What the task requires
Everything from the line with "[mark] reflective stripe" to the end of the material is to be retyped exactly, both ends included, and nothing else.

..........

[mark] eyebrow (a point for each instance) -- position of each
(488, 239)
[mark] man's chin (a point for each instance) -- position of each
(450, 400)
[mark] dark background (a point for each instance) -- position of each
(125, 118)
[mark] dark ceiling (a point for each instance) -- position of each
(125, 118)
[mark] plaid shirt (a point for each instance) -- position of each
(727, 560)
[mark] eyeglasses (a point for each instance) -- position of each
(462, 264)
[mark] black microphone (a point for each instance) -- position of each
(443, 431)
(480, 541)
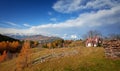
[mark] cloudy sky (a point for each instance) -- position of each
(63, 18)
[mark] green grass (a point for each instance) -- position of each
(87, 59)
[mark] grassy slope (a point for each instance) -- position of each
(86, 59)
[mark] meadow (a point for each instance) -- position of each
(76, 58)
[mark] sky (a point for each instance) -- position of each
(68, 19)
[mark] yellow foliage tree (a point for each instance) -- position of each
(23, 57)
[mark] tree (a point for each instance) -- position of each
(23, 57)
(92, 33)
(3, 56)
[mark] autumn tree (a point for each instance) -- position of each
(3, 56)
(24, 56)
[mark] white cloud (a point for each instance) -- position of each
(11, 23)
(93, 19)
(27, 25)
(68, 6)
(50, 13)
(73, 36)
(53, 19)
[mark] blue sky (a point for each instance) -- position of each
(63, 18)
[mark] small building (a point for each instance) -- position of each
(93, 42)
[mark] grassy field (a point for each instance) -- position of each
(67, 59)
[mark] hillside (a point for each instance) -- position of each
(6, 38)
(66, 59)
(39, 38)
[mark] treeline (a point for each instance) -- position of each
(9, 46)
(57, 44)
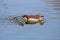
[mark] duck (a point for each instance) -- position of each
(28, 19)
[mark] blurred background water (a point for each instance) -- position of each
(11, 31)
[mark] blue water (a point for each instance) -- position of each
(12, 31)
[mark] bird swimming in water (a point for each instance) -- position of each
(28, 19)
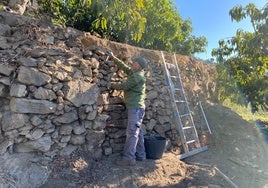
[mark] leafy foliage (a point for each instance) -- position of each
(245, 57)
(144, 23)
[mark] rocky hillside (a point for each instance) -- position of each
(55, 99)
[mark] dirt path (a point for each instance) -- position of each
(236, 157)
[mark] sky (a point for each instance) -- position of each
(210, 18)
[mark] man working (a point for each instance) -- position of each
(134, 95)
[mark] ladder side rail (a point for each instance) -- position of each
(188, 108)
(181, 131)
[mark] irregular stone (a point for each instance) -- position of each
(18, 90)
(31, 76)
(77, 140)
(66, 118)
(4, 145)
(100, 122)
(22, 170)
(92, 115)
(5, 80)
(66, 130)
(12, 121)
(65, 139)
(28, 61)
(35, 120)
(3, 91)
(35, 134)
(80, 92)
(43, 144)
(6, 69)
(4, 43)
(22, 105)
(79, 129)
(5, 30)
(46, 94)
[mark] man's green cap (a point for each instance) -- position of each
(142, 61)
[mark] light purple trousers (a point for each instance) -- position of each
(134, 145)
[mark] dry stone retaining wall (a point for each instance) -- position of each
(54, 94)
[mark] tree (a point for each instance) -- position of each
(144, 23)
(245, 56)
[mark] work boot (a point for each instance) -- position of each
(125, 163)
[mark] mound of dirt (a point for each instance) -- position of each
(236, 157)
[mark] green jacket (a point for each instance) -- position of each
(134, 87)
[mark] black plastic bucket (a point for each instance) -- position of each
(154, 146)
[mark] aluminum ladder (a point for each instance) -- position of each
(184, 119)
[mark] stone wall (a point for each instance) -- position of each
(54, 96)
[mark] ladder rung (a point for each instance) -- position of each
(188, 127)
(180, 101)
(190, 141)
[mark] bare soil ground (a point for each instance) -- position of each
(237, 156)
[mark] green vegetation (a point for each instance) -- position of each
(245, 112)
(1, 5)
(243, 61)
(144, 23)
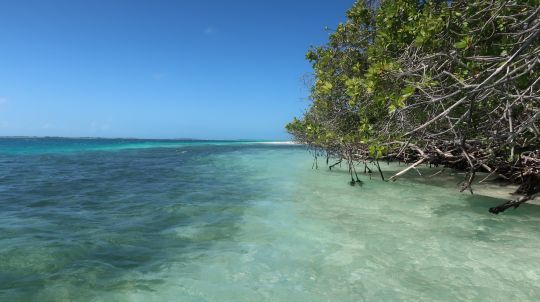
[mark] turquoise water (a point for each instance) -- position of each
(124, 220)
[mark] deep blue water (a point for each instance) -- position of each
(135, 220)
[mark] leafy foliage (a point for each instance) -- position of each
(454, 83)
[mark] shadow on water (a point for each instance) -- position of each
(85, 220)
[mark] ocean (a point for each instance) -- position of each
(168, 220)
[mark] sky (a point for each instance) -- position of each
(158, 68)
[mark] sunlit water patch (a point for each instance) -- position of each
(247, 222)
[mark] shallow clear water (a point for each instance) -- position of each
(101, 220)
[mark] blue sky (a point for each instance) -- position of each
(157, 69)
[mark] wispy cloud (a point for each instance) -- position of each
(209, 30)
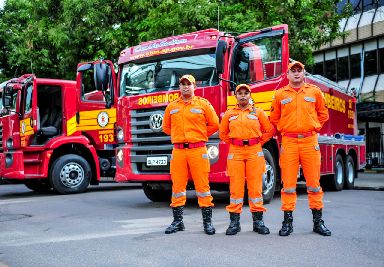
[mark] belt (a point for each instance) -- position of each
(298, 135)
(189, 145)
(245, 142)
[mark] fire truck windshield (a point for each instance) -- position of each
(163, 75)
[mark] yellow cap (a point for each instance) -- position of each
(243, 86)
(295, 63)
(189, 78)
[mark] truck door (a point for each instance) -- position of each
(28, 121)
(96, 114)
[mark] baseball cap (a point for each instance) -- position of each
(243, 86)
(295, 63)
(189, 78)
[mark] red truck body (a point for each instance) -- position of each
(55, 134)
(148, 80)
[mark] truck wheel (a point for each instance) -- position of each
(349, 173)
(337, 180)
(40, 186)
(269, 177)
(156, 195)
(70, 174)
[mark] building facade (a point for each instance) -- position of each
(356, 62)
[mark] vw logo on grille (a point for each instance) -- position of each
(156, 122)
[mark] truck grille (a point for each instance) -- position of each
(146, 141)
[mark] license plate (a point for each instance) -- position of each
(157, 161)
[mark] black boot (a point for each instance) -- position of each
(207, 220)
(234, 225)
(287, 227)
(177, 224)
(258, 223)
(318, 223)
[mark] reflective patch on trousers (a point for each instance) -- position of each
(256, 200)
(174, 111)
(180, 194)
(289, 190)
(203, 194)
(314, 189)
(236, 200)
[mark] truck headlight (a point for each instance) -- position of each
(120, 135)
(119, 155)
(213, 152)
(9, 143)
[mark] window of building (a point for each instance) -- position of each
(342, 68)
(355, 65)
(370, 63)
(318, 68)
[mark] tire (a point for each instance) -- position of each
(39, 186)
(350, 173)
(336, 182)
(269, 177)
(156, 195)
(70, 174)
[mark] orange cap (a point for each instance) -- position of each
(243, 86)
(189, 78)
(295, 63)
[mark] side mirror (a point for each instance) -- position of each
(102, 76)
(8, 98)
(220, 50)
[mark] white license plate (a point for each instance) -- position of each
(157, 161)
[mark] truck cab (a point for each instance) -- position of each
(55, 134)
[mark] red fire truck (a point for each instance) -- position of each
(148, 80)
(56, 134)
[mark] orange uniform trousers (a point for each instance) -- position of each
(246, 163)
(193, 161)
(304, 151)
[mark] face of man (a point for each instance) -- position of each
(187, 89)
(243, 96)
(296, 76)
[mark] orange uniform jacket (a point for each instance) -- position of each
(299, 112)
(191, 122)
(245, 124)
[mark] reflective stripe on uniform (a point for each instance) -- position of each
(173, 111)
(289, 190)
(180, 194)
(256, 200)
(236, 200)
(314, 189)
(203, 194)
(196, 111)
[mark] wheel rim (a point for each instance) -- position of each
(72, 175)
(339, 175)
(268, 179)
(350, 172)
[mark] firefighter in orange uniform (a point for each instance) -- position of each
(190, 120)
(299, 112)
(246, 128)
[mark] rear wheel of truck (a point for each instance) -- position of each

..........

Written solution
[mark] reflective stripe on uniform (a point for each instance) -- position of each
(173, 111)
(289, 190)
(180, 194)
(256, 200)
(236, 200)
(314, 189)
(203, 194)
(196, 111)
[mark] wheel rim (a point for each instance) -- position of each
(72, 175)
(339, 175)
(268, 179)
(350, 172)
[mark] firefighter in orange uniform (a point for each instance) -- position of each
(190, 120)
(299, 112)
(246, 128)
[mark] rear wheel of truck (a point for each instance) -- position of each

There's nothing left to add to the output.